> **WHAT TO WORK ON**
Output only the lines from the one holding "Identify the referee's" to the end of the data below, please, copied exactly.
***
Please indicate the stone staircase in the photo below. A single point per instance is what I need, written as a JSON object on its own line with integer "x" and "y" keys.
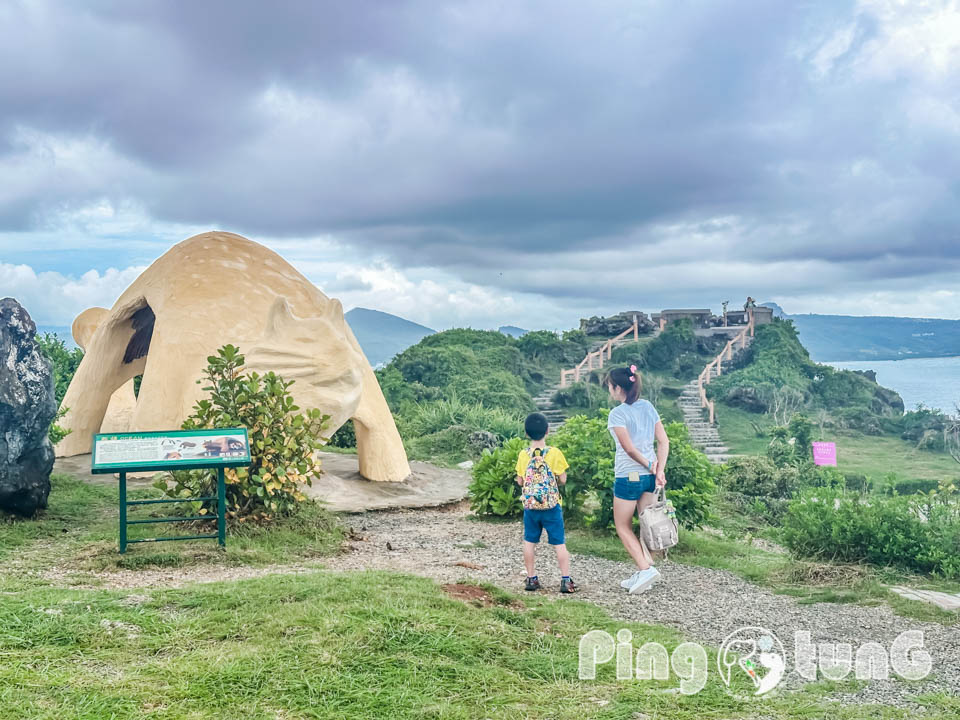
{"x": 555, "y": 416}
{"x": 703, "y": 434}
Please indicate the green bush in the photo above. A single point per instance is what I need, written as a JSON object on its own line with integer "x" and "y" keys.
{"x": 588, "y": 447}
{"x": 493, "y": 490}
{"x": 282, "y": 441}
{"x": 583, "y": 396}
{"x": 759, "y": 477}
{"x": 910, "y": 532}
{"x": 690, "y": 478}
{"x": 64, "y": 362}
{"x": 345, "y": 437}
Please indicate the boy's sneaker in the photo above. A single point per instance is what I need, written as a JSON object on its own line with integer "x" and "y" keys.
{"x": 645, "y": 578}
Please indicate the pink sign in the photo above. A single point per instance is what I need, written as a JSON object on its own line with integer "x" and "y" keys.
{"x": 824, "y": 453}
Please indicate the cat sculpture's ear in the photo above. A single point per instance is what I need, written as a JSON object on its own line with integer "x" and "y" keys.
{"x": 281, "y": 315}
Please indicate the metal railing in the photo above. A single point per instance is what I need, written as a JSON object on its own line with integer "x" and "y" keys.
{"x": 605, "y": 350}
{"x": 726, "y": 354}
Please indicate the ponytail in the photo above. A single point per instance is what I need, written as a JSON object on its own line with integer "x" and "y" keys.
{"x": 627, "y": 379}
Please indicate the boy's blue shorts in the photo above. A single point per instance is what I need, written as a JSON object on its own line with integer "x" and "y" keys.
{"x": 626, "y": 490}
{"x": 536, "y": 521}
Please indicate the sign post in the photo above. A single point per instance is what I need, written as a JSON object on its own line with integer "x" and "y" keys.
{"x": 175, "y": 450}
{"x": 825, "y": 453}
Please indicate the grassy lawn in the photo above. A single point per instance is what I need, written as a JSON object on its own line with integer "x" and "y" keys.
{"x": 857, "y": 453}
{"x": 335, "y": 645}
{"x": 808, "y": 582}
{"x": 79, "y": 532}
{"x": 322, "y": 644}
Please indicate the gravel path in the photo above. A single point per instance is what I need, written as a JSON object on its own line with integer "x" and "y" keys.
{"x": 706, "y": 605}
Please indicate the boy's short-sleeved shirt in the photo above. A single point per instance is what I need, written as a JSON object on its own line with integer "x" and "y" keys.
{"x": 640, "y": 421}
{"x": 554, "y": 459}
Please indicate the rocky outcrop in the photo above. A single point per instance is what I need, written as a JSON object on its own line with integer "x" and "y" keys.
{"x": 27, "y": 407}
{"x": 616, "y": 324}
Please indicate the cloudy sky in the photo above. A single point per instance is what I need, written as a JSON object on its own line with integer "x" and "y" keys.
{"x": 484, "y": 163}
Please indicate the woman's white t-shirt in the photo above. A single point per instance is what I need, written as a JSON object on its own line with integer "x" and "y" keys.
{"x": 640, "y": 420}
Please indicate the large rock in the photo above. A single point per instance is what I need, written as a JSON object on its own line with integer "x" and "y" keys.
{"x": 27, "y": 407}
{"x": 616, "y": 324}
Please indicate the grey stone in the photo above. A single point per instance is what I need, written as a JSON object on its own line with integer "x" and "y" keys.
{"x": 27, "y": 407}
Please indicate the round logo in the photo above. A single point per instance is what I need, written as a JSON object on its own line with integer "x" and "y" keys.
{"x": 756, "y": 653}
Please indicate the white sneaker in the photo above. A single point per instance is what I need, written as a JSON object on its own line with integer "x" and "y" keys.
{"x": 645, "y": 578}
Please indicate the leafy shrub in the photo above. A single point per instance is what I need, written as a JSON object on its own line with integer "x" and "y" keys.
{"x": 588, "y": 396}
{"x": 449, "y": 445}
{"x": 690, "y": 478}
{"x": 64, "y": 362}
{"x": 906, "y": 531}
{"x": 792, "y": 445}
{"x": 588, "y": 447}
{"x": 493, "y": 490}
{"x": 282, "y": 441}
{"x": 345, "y": 437}
{"x": 759, "y": 476}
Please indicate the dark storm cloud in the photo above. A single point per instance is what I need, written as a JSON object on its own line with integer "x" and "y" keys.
{"x": 479, "y": 135}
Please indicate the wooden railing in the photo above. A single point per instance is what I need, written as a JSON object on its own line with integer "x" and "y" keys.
{"x": 717, "y": 362}
{"x": 587, "y": 364}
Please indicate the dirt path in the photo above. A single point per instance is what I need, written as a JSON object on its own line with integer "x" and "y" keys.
{"x": 706, "y": 605}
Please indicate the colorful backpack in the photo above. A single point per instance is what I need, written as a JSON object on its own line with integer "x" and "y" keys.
{"x": 540, "y": 490}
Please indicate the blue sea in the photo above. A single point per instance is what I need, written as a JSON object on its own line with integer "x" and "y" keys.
{"x": 934, "y": 382}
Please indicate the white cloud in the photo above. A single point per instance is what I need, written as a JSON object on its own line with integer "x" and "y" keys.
{"x": 55, "y": 299}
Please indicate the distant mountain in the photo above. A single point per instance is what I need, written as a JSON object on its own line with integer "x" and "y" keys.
{"x": 513, "y": 331}
{"x": 382, "y": 335}
{"x": 836, "y": 338}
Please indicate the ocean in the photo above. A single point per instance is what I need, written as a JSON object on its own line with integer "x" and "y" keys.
{"x": 934, "y": 382}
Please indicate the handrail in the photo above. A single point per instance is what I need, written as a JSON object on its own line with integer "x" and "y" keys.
{"x": 606, "y": 348}
{"x": 707, "y": 373}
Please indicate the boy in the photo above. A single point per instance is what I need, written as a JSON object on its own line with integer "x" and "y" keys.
{"x": 539, "y": 469}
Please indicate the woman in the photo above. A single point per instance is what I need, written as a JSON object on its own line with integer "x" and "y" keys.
{"x": 635, "y": 424}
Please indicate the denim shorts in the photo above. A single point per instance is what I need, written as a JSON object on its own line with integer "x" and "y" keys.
{"x": 626, "y": 490}
{"x": 536, "y": 521}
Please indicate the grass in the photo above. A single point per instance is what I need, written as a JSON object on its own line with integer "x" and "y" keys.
{"x": 808, "y": 582}
{"x": 79, "y": 532}
{"x": 334, "y": 645}
{"x": 857, "y": 453}
{"x": 322, "y": 644}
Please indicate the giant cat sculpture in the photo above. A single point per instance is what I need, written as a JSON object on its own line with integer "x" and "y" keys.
{"x": 208, "y": 291}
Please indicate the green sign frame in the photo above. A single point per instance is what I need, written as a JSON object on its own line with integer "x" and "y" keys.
{"x": 173, "y": 450}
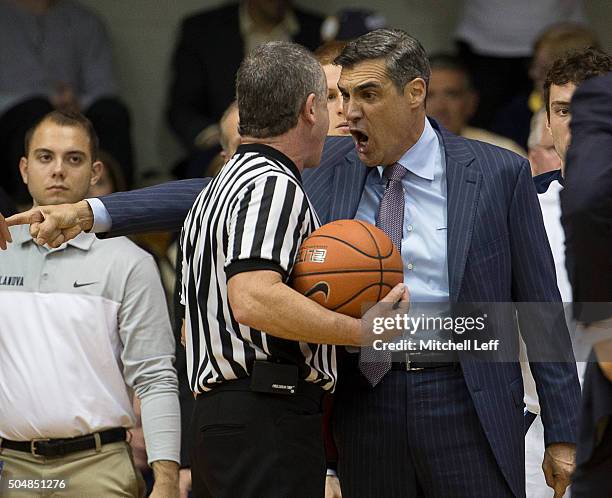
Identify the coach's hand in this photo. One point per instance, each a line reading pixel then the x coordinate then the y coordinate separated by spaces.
pixel 5 235
pixel 54 225
pixel 184 482
pixel 558 465
pixel 332 487
pixel 398 296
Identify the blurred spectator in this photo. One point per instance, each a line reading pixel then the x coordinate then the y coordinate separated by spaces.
pixel 541 152
pixel 326 54
pixel 210 47
pixel 452 100
pixel 495 39
pixel 513 120
pixel 351 23
pixel 56 54
pixel 111 178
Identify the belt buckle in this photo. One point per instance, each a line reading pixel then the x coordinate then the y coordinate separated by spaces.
pixel 33 445
pixel 409 368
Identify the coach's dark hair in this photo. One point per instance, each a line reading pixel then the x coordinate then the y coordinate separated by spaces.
pixel 272 85
pixel 576 67
pixel 404 56
pixel 67 118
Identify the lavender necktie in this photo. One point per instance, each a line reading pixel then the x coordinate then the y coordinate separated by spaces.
pixel 373 364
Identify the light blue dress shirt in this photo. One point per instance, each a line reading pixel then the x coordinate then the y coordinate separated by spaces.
pixel 424 244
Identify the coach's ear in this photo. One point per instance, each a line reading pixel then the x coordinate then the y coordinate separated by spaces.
pixel 309 109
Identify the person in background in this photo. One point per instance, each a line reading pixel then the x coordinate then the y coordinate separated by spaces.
pixel 204 70
pixel 495 39
pixel 326 54
pixel 541 153
pixel 587 219
pixel 557 40
pixel 564 77
pixel 56 54
pixel 452 100
pixel 100 327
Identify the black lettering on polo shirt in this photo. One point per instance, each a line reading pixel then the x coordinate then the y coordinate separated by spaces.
pixel 11 280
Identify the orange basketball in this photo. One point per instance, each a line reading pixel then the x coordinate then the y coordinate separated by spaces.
pixel 345 264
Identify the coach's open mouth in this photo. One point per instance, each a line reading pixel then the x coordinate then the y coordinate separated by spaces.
pixel 361 140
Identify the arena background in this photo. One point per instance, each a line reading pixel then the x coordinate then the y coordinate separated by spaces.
pixel 144 31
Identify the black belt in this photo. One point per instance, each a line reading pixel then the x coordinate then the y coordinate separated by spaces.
pixel 62 447
pixel 412 366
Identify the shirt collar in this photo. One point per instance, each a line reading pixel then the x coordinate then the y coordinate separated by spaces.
pixel 21 235
pixel 289 24
pixel 420 159
pixel 543 181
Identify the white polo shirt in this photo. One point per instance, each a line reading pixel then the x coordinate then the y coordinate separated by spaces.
pixel 78 324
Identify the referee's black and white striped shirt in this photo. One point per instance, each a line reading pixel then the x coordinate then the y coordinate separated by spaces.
pixel 253 216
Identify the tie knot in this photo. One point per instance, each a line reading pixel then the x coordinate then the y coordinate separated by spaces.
pixel 394 172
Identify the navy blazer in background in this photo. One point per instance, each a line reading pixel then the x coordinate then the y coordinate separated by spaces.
pixel 497 252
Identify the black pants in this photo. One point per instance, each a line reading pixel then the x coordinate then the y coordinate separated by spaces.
pixel 109 117
pixel 248 444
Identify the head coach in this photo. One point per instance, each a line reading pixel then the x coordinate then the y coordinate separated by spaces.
***
> **RESPONSE TO THE TASK**
Identify the referee's black and white striped shirt in this photo. One point per instance, each a line reading pixel then the x coordinate then the y coordinate separated by spaces.
pixel 253 216
Identify the tie knot in this photo. One point per instance, each a line reading pixel then the x coordinate then the y coordinate separated by spaces.
pixel 394 172
Identify the navy blazer in background in this photo. One point per instance, each a line reading pixel then the x coordinate then the y coordinate separated by spaces.
pixel 497 252
Identify the black pants in this photo. One point per instance, each a line reading pixel then the x coordinate then the y coordinate separated by spaces.
pixel 109 117
pixel 248 444
Identify the head coach in this photo. One point per instance, each a line reading pixel then the x coordinate then the y coordinate separated by spaces.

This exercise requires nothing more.